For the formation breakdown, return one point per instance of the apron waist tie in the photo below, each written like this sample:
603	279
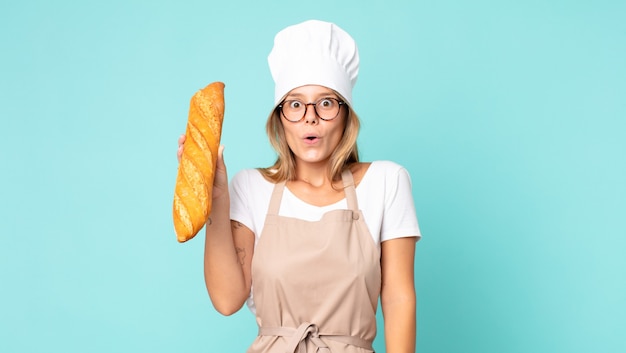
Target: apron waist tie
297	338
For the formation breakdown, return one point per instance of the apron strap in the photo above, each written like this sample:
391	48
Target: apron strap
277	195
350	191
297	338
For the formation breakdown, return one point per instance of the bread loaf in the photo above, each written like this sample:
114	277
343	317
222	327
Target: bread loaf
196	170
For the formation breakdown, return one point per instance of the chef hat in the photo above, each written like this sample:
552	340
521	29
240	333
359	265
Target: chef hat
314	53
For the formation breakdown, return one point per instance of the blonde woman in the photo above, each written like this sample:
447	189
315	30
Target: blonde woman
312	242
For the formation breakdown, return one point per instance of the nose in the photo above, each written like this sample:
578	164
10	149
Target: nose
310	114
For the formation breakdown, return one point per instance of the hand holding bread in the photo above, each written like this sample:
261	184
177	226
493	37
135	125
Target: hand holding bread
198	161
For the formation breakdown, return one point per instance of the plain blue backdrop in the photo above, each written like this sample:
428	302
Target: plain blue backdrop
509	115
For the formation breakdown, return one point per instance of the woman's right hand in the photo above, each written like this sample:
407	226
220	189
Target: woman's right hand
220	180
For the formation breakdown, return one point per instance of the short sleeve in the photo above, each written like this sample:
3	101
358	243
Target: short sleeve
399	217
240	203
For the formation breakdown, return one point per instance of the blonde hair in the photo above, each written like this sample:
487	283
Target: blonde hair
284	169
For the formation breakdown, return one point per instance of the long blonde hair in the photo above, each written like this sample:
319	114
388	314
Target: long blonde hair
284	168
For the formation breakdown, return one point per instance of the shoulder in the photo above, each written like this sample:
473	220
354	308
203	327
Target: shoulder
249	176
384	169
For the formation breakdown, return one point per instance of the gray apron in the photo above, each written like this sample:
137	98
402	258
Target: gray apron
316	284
********************
▶ Your instructions
What must be returned is the line with "Target: long blonde hair" plus every line after it to the end of the entries, exactly as they appear.

▶ Written response
Target: long blonde hair
284	168
For the formation breakdown, return one point per instance of the shoulder in the photo above, each written like this sample:
473	220
354	308
203	327
Target: shoulder
249	176
384	169
For the formation breakdown, return one point per instance of the gray apron in the photo above, each written like this sample:
137	98
402	258
Target: gray apron
316	284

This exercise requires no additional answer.